* Instructions for the task *
Quote the listing in full, exactly as given, minus any pictures.

* Material to process *
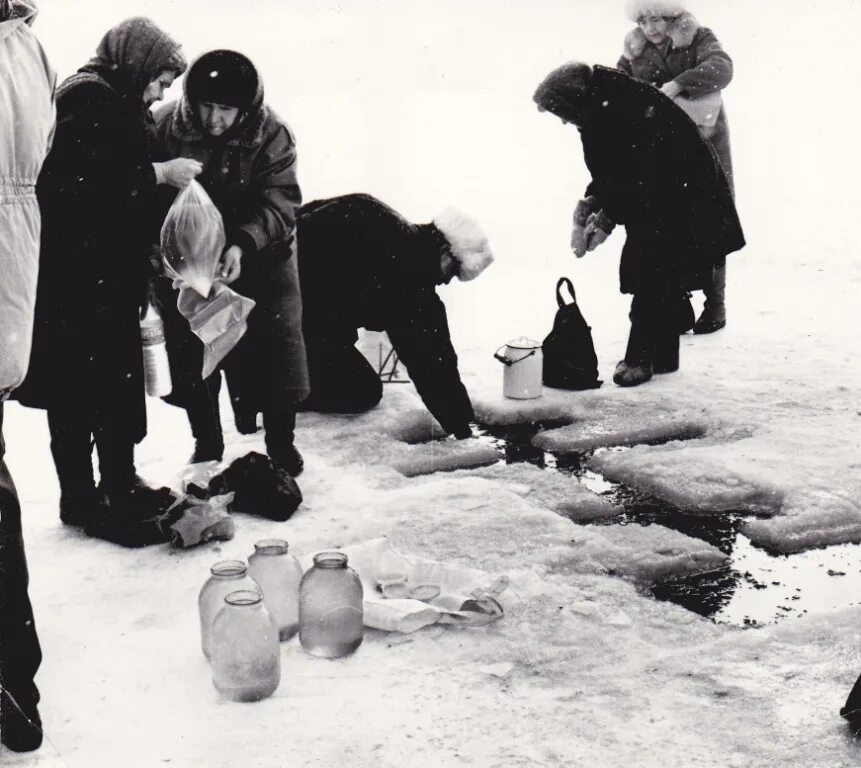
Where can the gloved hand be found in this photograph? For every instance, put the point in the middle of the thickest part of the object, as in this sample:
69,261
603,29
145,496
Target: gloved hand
597,230
578,240
179,172
231,264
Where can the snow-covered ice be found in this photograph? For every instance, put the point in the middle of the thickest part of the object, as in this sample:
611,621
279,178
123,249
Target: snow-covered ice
427,104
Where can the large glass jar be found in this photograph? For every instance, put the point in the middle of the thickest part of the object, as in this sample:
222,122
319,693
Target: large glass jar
278,573
227,576
246,656
330,607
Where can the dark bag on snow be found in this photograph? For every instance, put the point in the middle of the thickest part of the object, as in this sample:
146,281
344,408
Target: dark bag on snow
259,488
570,361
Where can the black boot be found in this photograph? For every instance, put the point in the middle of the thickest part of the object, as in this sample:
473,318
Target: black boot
713,316
20,723
280,433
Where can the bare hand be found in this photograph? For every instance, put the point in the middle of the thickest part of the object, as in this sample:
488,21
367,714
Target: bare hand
180,171
231,264
671,89
578,241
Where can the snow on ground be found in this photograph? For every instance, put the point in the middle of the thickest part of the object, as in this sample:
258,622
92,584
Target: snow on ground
426,104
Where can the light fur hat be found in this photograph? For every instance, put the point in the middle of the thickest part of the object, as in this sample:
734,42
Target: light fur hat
637,8
468,243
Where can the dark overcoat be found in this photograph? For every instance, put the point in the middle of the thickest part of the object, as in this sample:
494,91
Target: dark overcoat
362,265
693,57
96,194
251,177
653,172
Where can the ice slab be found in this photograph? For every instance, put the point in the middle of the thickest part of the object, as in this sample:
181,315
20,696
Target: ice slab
810,519
495,523
705,478
562,493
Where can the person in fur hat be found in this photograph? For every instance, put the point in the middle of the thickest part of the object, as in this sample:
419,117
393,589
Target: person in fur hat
362,264
670,50
248,154
652,172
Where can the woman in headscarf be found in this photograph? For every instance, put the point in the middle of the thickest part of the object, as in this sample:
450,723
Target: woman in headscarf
670,50
249,171
96,193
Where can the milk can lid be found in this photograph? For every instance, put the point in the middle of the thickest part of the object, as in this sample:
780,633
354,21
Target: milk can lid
523,343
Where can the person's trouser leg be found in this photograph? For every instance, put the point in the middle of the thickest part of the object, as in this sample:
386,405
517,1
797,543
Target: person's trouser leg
20,652
72,450
204,417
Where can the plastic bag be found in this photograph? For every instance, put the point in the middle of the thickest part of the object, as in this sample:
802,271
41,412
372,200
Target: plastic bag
193,239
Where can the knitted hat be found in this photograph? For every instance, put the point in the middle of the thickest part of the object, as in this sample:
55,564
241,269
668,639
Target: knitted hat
467,241
669,8
223,77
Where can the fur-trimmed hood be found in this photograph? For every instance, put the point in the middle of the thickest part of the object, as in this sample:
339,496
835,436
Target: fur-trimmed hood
681,30
184,125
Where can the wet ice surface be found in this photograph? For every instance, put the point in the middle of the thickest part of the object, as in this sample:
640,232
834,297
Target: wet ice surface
755,587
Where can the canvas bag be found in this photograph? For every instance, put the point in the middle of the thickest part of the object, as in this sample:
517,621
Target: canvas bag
570,361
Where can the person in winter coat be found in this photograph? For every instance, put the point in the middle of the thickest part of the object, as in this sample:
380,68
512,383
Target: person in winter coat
652,172
96,193
362,264
248,156
670,50
26,127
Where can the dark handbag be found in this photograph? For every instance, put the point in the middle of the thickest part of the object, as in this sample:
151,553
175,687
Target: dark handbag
570,361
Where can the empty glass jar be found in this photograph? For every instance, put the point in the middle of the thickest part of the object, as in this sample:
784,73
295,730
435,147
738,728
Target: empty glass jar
246,656
227,576
330,607
278,573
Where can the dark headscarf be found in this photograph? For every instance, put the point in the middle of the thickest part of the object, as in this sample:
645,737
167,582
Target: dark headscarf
564,92
133,54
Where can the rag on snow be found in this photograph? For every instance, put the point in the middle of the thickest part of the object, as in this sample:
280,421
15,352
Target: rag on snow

* Output for this exercise *
Where can the gloved hand be found in this photograph? For every instance, put the point in the middle of the thickest part of the object, as in this sample:
69,261
603,29
145,496
Target: gloved hand
597,230
578,240
179,172
231,264
Where can the snow-covered ice be found in this photograph? For every instance, put the point in the middle of the thickest part of the object, as in this sample:
611,621
279,178
123,249
Target: snow-covered ice
427,104
Where can the large glass jar be found in this photograph? For every instance, put the point in the middle of the thickest part of the object, as in this sample:
222,122
319,693
Target: large glass jar
278,573
227,576
246,656
330,607
Where can the dark bag on snow be found in this photograph? For every instance, put the point in the middle of the thickest part of the object, as in this sample:
146,281
344,408
Target: dark bag on snow
259,488
570,361
Where can the black boot be found in this photograph? For every instance, put the point in the middle of the thickest part of the object, as in this sample:
473,318
Target: black boot
713,316
20,723
280,433
Where can the bare hand be found in this photograph? For every instance, put the point in the middle of the thickest part of the object, as in this sample:
488,21
367,714
Target: bare hand
180,171
231,264
671,89
578,241
Where can the snow on ground be found in this photograph? For every instance, put the point in the middle of the thickest part of the object, as in this sample:
258,622
92,584
Target: snow on ground
426,104
Where can the light fur hat be found in this photograph? For every instance, put the point in the middle of the thickest part of the object, as in this sample:
734,42
Target: light fur hat
637,8
468,243
Where can the dark overcoat be found in this photograph? For every instance, put the point in the middle of the thickest part of the object, as in this sample:
494,91
Target: dark overcoat
362,265
693,57
96,194
251,177
653,172
Where can the ice slab be found in this photograph? For every instance, put the point in the middle of the thickest part of the object, as in this sample:
181,315
20,696
Target: ice slab
810,519
495,523
705,478
562,493
Where can the person in fur hat be found in this photograph? For every instance, put the point in the middle of the thickest part of the object, as in this sample:
419,117
393,589
Target: person in fur hat
362,264
670,50
248,154
652,172
Where can the woman in headscarf be found in this photograph? For every instance, put the point in the middle of the thickest part of the object, as in this sample:
450,723
Target: woman in headscarf
670,50
249,171
96,193
Where can the milk can lid be found in this photograph? For every instance, put the point in the middle of the thickest part of the object, as in this sample:
780,633
354,21
Target: milk can lid
523,343
Where can the person's trouser leg be found in this photograph? For every instance, put the point in the middle of the thickest part of the object, as in this sample:
386,405
517,1
797,543
Target: person's trouser leg
20,652
72,450
204,417
Where can the plastic bag be found in this photograph? For every instance, put the point in the middle of the thickest part of the object, as in this sample:
802,271
41,412
372,200
Target: plastic bag
193,239
Where can the knitted hat be found in this photograph? For every instance, put the point in the middle of the thickest part of the object, as in this sample:
55,564
241,269
668,639
Target: knitted hat
467,241
669,8
223,77
Where can the fur-trimmed hood be found in this photograph? For every instance, put the point in the middle of the thickest part of the object, as in this sample:
339,496
835,436
Target: fur-trimmed hood
681,30
184,125
Where can the wet ice surface be found in this photograph? For every instance, put the point in the middle of the thickest part of the object, as in this sample:
640,232
834,297
Target: wet ice surface
755,587
Where can the canvas bag be found in this photograph? For every instance, put the point in the middle of the thickest part of the object, as in this sample:
517,621
Target: canvas bag
570,361
Where can the person in winter coat be found in this photograph? For every instance, put the point in the middle of the thickest part of the object, as in this sample:
380,68
512,383
Target: person in winter coat
652,172
96,193
362,264
248,156
670,50
26,127
Where can the dark handbag be found in this photograph? For every instance, put the point in the middle of the thickest part of the object, as in this sample:
151,553
175,687
Target: dark handbag
570,361
Where can the empty glass jar be found in this photograph? For every instance, put the point in the middle of the thickest part of the object, as in this sample:
784,73
295,730
435,147
738,728
Target: empty glass jar
246,656
227,576
330,607
278,573
Where can the dark headscarf be found in this photograph? For every instance, put the point in the middle of the thickest part of the object, as in this sample:
645,737
167,582
Target: dark headscarf
564,92
133,54
Where can the rag on snow be found in this photograph? For every instance, put the point in the middle of the thickest part of the object, as in this sample:
280,421
15,352
Target: rag on snow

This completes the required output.